> _TASK DIRECTIONS_: Update the material below so that "green stem" becomes "plant stalk", keeping everything else unchanged. Leave the pictures out of your answer.

Data records
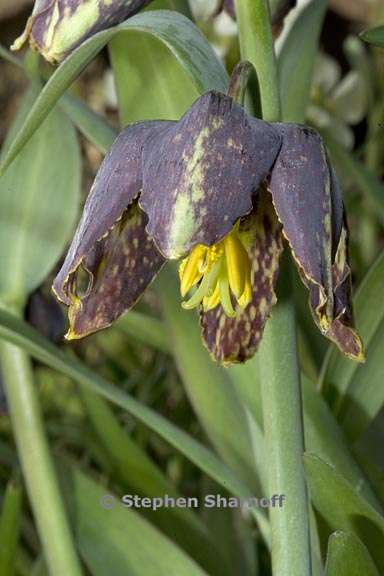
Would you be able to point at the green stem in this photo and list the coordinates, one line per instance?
(283, 428)
(256, 45)
(279, 369)
(10, 527)
(36, 462)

> _FINAL RESULT_:
Would you be able to point at the plant stalk in this photo and list the coordinates, one line per instance?
(283, 428)
(256, 45)
(279, 369)
(10, 527)
(36, 462)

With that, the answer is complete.